▸ Text to read
****************
Don’t miss a golden opportunity to pick up some locally sourced native plants while supporting the efforts of the Friends of Buford Park and Mount Pisgah: From 9 am to 1 pm on April 29, the Friends will hold their annual fundraising sale at the Buford Park Native Plant Nursery. I have had great success with plants I purchased at this sale in years past.
To reach the nursery, proceed as if you are visiting Mount Pisgah but, after you cross the river, turn immediately left as you enter the park. Continue past a parking lot on your left and through the open gate. Park outside the nursery.
The nursery is an impressive sight, especially in spring! Allow yourself time to look around the two-acre site, because by sale time many of the nursery beds will be full of flowers: delphinium, columbine, bleeding heart and many more should be in full bloom.
I visited toward the end of March, and Hal Hushbeck, the nursery manager, gave me a tour. Dozens of orderly beds were filled with burgeoning foliage. Swallows swooped above us while volunteers labored in the spring sunshine. (Yes, really. I lucked out.)
Hushbeck, who has worked at Buford Park since 2001, became crew leader for planting projects in 2004. In that capacity he helped build the fence and the first planting beds for this nursery, which was started in order to produce seed for the Nature Conservancy’s Turtle Flats restoration project. The large area of beds furthest from the road, beyond the office, greenhouse and outbuildings, was added later, coming under cultivation in 2013.
****************
▸ Information shown
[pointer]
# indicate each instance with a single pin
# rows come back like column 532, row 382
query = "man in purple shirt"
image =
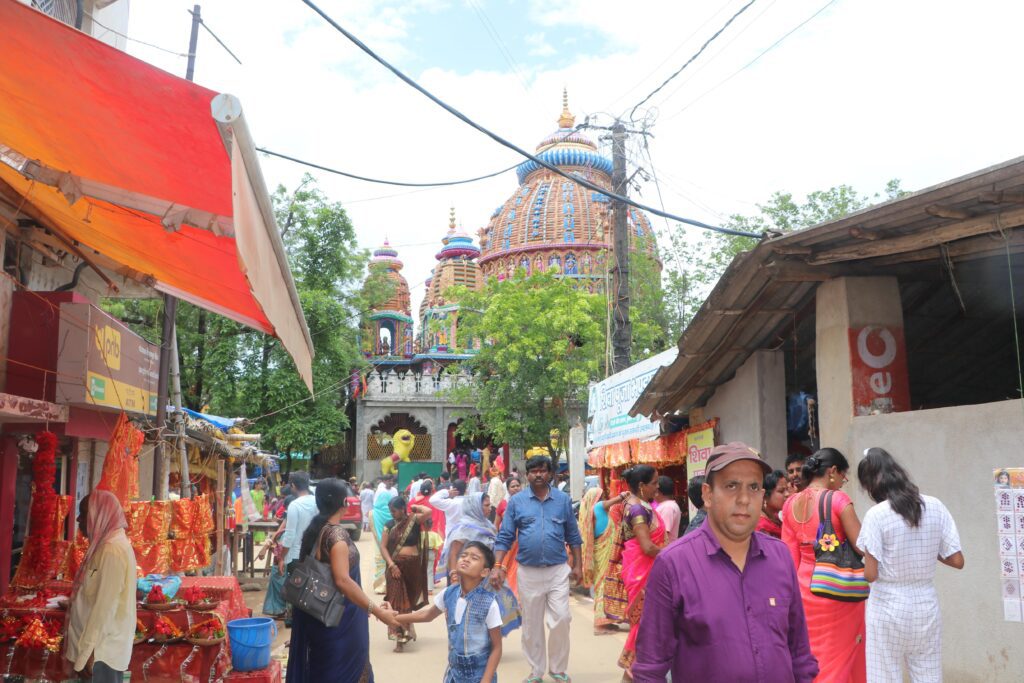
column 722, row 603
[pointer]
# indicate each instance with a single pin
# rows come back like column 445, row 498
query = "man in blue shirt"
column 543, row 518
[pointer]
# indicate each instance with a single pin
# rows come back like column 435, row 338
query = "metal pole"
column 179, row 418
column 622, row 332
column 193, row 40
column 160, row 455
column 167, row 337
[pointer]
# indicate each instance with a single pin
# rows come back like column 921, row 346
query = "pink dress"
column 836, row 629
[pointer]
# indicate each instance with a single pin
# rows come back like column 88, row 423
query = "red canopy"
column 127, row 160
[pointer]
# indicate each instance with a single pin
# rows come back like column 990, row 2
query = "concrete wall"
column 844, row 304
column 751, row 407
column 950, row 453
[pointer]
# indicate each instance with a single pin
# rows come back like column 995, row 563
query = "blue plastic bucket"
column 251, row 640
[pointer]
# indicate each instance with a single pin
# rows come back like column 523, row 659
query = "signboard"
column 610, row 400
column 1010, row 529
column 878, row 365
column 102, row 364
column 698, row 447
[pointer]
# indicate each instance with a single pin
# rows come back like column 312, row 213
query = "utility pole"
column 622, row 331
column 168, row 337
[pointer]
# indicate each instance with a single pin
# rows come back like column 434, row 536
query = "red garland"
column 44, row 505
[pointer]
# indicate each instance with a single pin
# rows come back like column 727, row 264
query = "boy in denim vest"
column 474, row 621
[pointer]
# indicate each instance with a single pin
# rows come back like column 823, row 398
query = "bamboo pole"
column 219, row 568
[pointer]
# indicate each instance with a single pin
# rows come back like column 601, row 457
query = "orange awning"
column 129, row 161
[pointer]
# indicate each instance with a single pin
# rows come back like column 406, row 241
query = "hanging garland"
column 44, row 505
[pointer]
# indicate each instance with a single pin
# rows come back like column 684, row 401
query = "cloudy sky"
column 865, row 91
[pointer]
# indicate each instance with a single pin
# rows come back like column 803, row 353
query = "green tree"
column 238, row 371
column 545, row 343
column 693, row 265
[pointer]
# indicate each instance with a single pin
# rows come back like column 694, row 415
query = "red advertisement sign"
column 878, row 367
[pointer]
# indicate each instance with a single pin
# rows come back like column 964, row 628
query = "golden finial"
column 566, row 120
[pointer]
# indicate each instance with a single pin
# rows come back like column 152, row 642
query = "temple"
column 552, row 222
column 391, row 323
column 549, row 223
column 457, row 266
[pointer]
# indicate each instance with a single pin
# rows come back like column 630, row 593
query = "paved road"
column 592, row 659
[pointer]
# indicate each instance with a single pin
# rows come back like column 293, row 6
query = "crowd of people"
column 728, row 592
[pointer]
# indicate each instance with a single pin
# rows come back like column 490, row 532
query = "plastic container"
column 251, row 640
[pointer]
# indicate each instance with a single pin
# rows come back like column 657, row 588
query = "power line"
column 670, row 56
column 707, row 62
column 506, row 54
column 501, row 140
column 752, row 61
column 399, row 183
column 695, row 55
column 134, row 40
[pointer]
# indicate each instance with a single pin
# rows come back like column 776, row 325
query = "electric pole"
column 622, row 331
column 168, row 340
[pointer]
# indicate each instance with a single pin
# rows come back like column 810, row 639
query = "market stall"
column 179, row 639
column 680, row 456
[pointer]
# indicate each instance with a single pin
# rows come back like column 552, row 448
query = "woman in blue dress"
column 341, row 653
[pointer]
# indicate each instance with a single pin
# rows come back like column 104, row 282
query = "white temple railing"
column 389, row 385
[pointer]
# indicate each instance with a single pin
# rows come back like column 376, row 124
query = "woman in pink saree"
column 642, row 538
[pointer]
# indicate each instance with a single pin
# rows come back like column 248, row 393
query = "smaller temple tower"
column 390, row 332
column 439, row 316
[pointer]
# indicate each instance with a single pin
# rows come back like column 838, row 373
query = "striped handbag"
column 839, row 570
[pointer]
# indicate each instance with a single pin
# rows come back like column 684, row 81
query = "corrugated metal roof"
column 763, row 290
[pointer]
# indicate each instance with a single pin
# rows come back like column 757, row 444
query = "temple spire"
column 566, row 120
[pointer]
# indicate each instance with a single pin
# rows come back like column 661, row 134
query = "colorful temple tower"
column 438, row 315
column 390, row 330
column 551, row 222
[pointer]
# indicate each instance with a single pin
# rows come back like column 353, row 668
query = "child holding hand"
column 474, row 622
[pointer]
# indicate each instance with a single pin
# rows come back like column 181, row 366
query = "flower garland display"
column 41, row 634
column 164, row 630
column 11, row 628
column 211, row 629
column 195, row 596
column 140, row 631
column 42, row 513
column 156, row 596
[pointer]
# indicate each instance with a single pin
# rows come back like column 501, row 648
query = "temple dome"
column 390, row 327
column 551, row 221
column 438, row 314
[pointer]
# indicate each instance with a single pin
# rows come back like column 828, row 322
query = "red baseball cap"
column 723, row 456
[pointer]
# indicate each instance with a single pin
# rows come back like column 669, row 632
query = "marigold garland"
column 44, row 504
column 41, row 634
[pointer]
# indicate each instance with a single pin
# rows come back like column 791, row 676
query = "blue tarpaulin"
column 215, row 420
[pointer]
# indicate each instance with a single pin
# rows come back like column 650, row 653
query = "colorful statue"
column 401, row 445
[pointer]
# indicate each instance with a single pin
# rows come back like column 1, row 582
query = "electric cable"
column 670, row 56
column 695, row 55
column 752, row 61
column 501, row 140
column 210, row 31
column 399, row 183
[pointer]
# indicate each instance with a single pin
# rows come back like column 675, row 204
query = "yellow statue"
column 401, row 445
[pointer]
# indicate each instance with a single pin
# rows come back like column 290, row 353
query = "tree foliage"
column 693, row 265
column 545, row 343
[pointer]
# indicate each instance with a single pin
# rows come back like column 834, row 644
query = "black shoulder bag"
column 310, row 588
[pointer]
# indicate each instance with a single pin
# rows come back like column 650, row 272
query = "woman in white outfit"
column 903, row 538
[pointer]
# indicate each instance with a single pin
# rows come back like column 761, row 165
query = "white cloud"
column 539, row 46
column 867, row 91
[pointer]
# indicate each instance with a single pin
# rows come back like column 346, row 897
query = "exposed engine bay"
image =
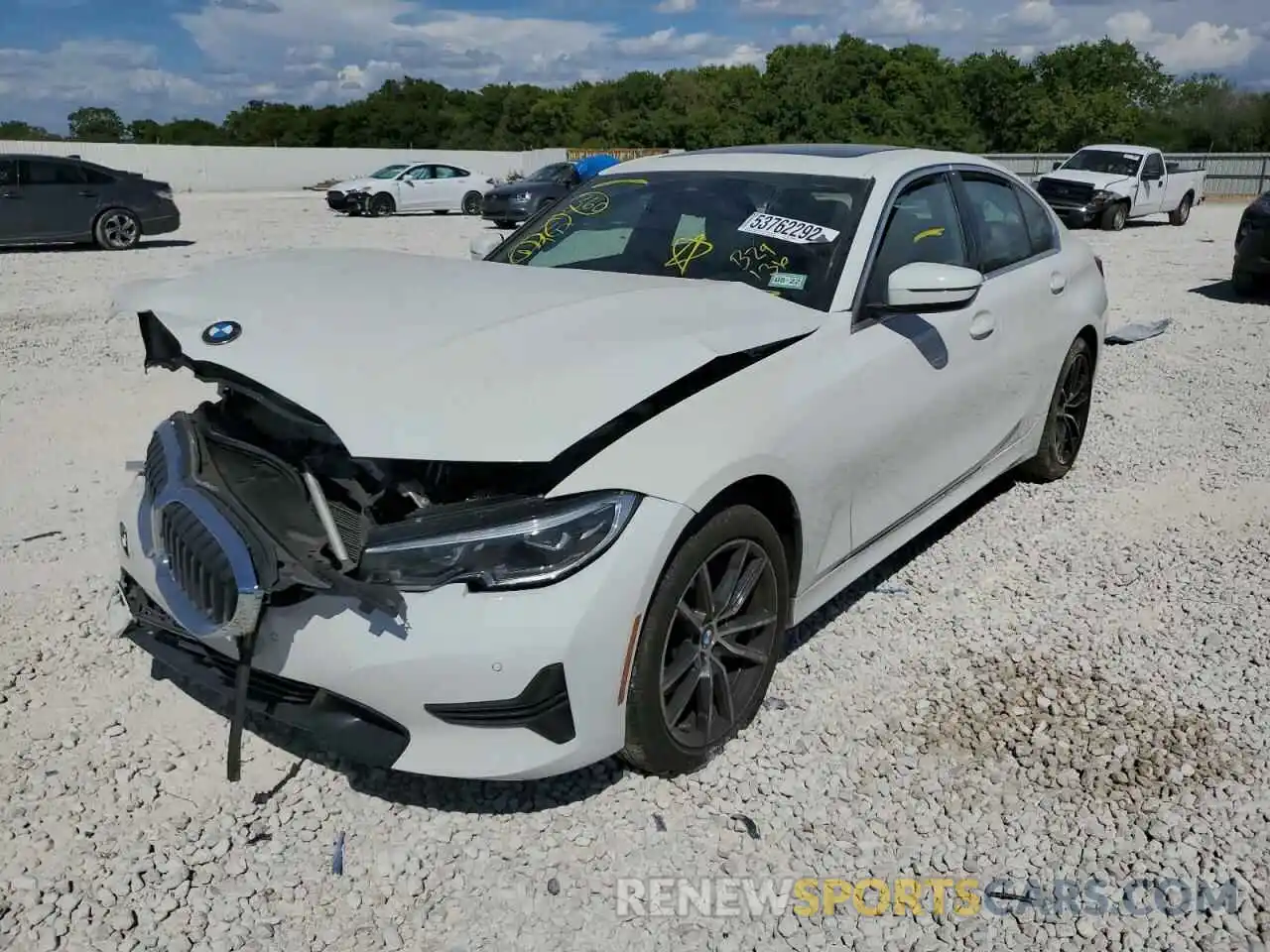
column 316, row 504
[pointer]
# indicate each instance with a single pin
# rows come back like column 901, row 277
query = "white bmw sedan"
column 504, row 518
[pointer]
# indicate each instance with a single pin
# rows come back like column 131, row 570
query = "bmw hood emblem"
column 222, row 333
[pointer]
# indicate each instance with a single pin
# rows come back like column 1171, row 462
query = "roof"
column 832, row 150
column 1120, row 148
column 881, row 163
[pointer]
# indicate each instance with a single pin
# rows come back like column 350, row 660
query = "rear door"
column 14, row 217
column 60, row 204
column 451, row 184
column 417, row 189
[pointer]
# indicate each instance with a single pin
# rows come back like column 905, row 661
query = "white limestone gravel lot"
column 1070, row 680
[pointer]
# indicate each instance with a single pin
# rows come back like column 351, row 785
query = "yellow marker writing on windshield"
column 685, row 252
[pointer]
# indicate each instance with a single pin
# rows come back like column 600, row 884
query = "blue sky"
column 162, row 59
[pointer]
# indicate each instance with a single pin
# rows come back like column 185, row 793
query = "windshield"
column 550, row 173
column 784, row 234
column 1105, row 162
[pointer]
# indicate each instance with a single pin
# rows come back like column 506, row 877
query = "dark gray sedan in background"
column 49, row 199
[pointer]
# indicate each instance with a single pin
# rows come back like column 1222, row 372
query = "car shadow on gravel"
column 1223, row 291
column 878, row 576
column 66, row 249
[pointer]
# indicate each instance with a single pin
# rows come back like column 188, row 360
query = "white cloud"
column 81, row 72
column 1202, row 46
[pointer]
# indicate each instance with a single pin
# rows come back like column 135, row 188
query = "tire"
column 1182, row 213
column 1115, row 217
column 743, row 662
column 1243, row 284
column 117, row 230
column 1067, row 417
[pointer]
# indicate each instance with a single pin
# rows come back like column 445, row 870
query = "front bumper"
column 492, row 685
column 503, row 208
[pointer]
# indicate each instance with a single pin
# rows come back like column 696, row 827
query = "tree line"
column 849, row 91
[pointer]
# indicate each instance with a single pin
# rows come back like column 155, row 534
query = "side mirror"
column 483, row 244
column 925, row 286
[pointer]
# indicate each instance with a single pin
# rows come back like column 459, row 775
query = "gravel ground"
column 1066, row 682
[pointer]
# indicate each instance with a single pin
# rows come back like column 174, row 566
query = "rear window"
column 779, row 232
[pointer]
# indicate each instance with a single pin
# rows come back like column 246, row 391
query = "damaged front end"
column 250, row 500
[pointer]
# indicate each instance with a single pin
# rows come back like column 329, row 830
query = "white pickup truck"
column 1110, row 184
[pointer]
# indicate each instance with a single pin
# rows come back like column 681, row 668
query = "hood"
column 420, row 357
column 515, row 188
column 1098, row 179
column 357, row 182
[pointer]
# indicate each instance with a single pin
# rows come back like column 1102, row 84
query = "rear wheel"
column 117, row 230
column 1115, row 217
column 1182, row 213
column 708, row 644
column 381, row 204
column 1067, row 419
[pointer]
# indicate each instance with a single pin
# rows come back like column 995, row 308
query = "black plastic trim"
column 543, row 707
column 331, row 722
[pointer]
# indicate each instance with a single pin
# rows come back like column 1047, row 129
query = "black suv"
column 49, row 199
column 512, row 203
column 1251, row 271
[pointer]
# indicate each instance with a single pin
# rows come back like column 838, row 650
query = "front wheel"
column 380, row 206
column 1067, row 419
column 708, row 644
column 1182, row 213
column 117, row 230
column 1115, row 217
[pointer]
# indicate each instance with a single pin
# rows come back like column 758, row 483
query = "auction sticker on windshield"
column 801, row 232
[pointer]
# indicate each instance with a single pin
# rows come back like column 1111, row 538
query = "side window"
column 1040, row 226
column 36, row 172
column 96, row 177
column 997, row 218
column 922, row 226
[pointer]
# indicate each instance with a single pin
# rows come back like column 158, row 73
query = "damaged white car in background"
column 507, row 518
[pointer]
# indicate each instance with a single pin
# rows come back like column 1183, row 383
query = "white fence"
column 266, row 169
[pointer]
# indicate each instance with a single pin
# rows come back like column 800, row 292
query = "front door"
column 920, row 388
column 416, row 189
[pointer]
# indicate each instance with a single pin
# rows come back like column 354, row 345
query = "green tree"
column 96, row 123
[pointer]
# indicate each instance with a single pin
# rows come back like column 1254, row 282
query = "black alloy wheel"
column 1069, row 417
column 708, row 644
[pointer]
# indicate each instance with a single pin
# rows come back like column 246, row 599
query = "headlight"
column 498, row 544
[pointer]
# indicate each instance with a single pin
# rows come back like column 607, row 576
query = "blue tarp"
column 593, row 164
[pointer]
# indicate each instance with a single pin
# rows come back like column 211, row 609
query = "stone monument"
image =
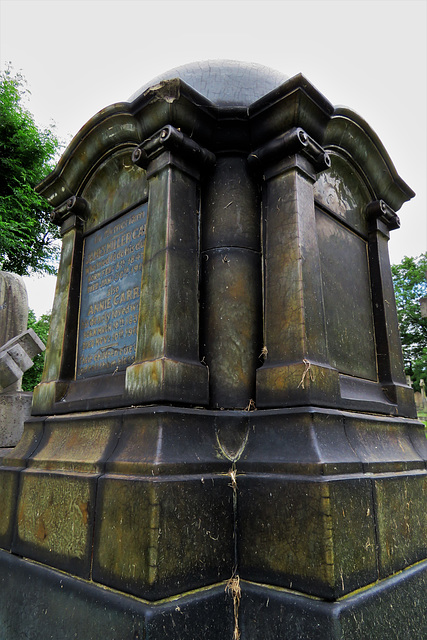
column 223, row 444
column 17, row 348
****************
▸ Exercise task
Write out the passage of the native plant sale text from "I visited toward" up to and including "cultivation in 2013.", word for word.

▸ Exercise response
I visited toward the end of March, and Hal Hushbeck, the nursery manager, gave me a tour. Dozens of orderly beds were filled with burgeoning foliage. Swallows swooped above us while volunteers labored in the spring sunshine. (Yes, really. I lucked out.)
Hushbeck, who has worked at Buford Park since 2001, became crew leader for planting projects in 2004. In that capacity he helped build the fence and the first planting beds for this nursery, which was started in order to produce seed for the Nature Conservancy’s Turtle Flats restoration project. The large area of beds furthest from the road, beyond the office, greenhouse and outbuildings, was added later, coming under cultivation in 2013.